Write the listing below out again in full, dropping its pictures.

──────────────────────────────

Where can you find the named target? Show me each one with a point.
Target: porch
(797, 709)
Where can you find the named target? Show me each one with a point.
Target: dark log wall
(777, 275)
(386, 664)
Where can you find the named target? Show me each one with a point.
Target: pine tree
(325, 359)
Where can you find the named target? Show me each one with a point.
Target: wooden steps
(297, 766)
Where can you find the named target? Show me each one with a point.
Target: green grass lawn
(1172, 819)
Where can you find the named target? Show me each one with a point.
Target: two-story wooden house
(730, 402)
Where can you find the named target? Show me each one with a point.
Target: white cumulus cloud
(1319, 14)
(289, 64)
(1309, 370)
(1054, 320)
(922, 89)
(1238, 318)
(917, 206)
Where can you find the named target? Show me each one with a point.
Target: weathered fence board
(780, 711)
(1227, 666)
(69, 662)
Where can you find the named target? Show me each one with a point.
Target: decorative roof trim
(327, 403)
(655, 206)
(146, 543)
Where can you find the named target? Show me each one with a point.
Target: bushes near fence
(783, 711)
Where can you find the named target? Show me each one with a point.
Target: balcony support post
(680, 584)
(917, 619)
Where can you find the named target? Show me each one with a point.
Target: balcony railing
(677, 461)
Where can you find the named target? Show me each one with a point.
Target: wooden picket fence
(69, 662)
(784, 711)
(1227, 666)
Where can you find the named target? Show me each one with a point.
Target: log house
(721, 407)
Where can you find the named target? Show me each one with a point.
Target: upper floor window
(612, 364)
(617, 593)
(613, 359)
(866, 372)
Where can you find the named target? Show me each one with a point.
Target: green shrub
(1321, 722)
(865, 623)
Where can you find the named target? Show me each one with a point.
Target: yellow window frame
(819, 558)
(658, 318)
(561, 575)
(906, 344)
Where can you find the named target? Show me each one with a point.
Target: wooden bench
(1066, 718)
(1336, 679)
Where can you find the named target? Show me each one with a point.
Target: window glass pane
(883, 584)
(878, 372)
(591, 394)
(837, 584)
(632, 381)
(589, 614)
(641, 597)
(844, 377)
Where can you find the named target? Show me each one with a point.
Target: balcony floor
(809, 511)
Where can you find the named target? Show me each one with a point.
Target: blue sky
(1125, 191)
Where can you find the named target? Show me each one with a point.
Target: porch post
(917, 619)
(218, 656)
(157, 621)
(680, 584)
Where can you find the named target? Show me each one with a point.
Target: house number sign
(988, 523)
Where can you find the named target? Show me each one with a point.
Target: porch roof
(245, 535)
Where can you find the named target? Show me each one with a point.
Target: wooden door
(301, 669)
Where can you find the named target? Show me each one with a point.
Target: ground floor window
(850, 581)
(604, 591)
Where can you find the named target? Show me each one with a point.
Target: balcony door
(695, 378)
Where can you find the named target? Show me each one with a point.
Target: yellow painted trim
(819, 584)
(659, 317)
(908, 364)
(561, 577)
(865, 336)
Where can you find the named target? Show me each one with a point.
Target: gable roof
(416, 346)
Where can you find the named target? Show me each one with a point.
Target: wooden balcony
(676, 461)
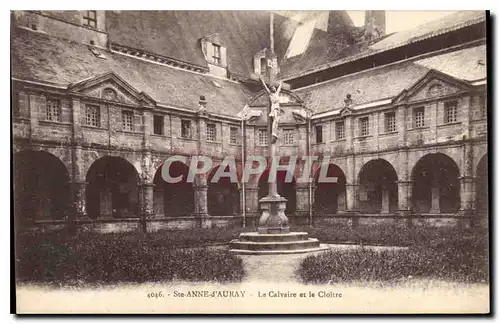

──────────────────────────────

:: OUTPUT ::
Where can you find the named target? Show me each one with a point.
Target: porch
(797, 709)
Where can you find the named target? Show me each one with a point.
Target: dark log wall
(777, 275)
(386, 664)
Where can you find the named target? Show me each one with a point.
Target: pine tree
(325, 359)
Where can you find the named target? Show me each one with a point.
Target: wooden steps
(297, 766)
Where can you find the named target? Show me each one with a point.
Target: green grass lawn
(1172, 819)
Where can you find the named target? Show me each one with a point.
Target: two-story wooden house
(730, 402)
Where can you find the named target? Show me each one with a point.
Target: white cumulus cloud
(1319, 14)
(289, 64)
(1309, 370)
(1054, 320)
(922, 89)
(1238, 318)
(917, 206)
Where can you find the named target? Show me each one with a point.
Target: weathered fence board
(780, 711)
(1227, 666)
(69, 662)
Where can you find the named target? Show me each one with a point.
Target: decorative roof trim
(327, 403)
(655, 206)
(146, 543)
Where can you find the named target? Show me each one with a point.
Target: bushes near fence
(783, 711)
Where can you find the named target? Show me each one with a point.
Target: balcony support post
(680, 584)
(917, 619)
Where can you find the named target? Show me each one with a point.
Target: balcony railing
(677, 461)
Where can you find the named target? Show me each one with a point.
Target: wooden picket fence
(69, 662)
(784, 711)
(1227, 666)
Where can you find the named target? Show me each one with a point.
Target: log house
(721, 407)
Where can you find the named target? Show me each one with a point.
Target: upper floor window
(612, 364)
(617, 593)
(613, 359)
(866, 372)
Where can you find the named target? Show me each one with a point.
Target: green shrub
(1321, 722)
(865, 623)
Where can you find the named target? Show me each one with a point.
Target: yellow window frame
(819, 558)
(658, 318)
(561, 575)
(906, 344)
Where can you find the named target? Show me each one with a point.
Target: wooden bench
(1066, 718)
(1336, 679)
Where can you find the named target? Show me each one with a point.
Target: window glass pane
(883, 584)
(878, 372)
(591, 394)
(837, 584)
(632, 381)
(589, 614)
(641, 597)
(844, 377)
Where can you find the named target? Show me each one with a point.
Target: balcony floor
(809, 511)
Where can you find the named target? Show me each one with a point.
Target: blue sky
(1125, 191)
Where can you find the named target? Show me each one with a point.
Target: porch post
(917, 619)
(218, 656)
(157, 621)
(680, 584)
Where can you find the named target? Show me each one with a point.
Target: house number sign
(988, 523)
Where can you find the named target? Show me each one with a point.
Target: porch roof
(245, 535)
Where can you find the named target? Show me each one with a point.
Target: wooden door
(301, 669)
Where can you find the named target? Show me each one with a point.
Target: ground floor window
(850, 581)
(604, 591)
Where can you find the named target? Show me each one with a point.
Target: balcony door
(695, 378)
Where can you find the named target? Show me each one with a point.
Target: yellow painted trim
(819, 584)
(659, 317)
(908, 364)
(561, 577)
(865, 336)
Where can you find the named target? Show me each one with a point.
Target: gable roof
(416, 346)
Where can you find the named target? Show me each one with a point.
Target: wooden balcony
(676, 461)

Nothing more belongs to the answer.